Gene Link to Tourette's Syndrome Found

Discovery May Help Scientists Understand Tourette's Syndrome

Medically Reviewed by Louise Chang, MD on October 13, 2005
From the WebMD Archives

Oct. 13, 2005 -- Scientists have identified a rare gene mutation that could contribute to Tourette's syndrome.

Tourette's syndrome is a brain disorder characterized by persistent tics, which are involuntary movements or vocalizations. It affects up to one in 100 people, write the researchers. They included Yale University's Matthew State, MD.

Tourette's syndrome isn't fatal, but it can be debilitating. It's often accompanied by other brain conditions, such as obsessive-compulsive disorder, attention deficit hyperactivity disorder (ADHD), or depression, write State and colleagues.

Their report appears in Science's online edition.

Gene Clue

State's team focused on a gene called SLITRK1. They noticed a glitch in that gene in one patient who had Tourette's syndrome and ADHD.

Next, the researchers screened the genes of 174 other Tourette's patients. One patient had an SLRTK1 glitch. So did that patient's mother, who had a hair-pulling disorder called trichotillomania.

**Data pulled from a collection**
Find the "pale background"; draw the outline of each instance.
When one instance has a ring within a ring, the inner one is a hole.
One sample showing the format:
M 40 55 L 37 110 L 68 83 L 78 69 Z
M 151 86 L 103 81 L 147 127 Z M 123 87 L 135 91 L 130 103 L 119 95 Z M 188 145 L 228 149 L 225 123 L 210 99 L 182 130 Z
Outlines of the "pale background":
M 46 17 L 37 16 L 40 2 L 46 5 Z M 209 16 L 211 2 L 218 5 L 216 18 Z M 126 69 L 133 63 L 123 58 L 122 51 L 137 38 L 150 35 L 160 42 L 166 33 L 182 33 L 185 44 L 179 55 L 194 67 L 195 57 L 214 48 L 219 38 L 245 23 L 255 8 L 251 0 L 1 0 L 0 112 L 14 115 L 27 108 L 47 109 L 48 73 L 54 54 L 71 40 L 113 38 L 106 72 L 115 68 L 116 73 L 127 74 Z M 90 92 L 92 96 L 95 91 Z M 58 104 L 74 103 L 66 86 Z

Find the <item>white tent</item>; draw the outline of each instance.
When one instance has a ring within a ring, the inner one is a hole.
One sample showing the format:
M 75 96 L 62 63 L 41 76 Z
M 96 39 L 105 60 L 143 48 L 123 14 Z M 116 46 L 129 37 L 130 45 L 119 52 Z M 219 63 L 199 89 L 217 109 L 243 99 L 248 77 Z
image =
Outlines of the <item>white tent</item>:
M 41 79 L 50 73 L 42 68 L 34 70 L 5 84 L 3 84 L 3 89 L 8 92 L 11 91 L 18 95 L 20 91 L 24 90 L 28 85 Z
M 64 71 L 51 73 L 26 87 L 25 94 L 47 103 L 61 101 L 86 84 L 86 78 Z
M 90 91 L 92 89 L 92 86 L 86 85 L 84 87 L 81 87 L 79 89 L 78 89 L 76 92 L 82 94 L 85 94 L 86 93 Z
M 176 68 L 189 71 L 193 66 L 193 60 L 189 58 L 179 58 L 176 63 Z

**WORK TO COMPLETE**
a. In the Tourette's gene article, how many additional Tourette's patients did the researchers screen?
b. Quote everything in the Tourette's gene article from "Discovery May Help" down to "Science's online edition.".
The rows are separate material and are not part of the Tourette's gene article.

**SOLUTIONS TO THE EXERCISE**
a. 174

b.
Discovery May Help Scientists Understand Tourette's Syndrome

Medically Reviewed by Louise Chang, MD on October 13, 2005
From the WebMD Archives

Oct. 13, 2005 -- Scientists have identified a rare gene mutation that could contribute to Tourette's syndrome.

Tourette's syndrome is a brain disorder characterized by persistent tics, which are involuntary movements or vocalizations. It affects up to one in 100 people, write the researchers. They included Yale University's Matthew State, MD.

Tourette's syndrome isn't fatal, but it can be debilitating. It's often accompanied by other brain conditions, such as obsessive-compulsive disorder, attention deficit hyperactivity disorder (ADHD), or depression, write State and colleagues.

Their report appears in Science's online edition.